> **Exercise goal**
Set down the items from the line containing "Segment soldier's hand from this image." through the line containing "[120,31,244,242]", inclusive, reproducing each line without change.

> **Entries**

##############################

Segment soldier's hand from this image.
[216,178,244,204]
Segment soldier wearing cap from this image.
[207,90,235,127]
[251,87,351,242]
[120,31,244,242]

##############################

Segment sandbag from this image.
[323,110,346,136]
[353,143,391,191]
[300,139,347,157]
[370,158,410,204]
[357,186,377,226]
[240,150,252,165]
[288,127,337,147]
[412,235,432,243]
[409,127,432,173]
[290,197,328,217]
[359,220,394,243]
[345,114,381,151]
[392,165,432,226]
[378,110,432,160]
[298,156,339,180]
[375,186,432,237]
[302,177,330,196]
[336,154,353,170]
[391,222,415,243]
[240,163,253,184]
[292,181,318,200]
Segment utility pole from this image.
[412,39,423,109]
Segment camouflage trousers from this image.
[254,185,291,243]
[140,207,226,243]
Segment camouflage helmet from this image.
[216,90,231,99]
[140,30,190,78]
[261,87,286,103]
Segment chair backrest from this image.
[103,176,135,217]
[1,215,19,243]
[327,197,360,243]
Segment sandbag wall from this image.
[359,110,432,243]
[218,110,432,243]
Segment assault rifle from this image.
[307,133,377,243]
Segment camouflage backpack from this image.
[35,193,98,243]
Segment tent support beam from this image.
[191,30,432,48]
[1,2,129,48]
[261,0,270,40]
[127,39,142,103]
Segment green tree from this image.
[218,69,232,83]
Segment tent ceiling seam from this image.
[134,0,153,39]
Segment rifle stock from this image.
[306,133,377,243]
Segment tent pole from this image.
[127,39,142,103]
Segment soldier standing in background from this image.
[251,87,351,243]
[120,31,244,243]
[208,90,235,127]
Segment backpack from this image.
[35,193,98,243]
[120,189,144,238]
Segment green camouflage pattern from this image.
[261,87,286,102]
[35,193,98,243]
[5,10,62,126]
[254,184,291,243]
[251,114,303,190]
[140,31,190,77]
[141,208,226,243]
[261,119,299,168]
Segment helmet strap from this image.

##############################

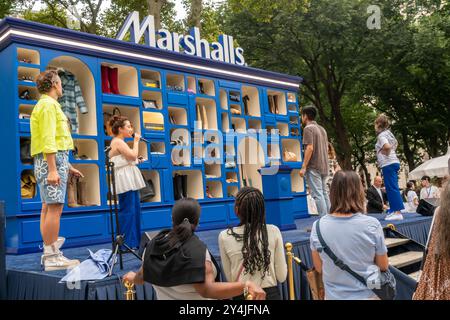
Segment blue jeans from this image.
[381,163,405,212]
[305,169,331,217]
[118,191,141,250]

##############################

> **Task answer**
Segment soldier's hand from this image.
[216,178,244,204]
Segment soldier wearing cap from this image.
[207,90,235,127]
[251,87,351,242]
[120,31,244,242]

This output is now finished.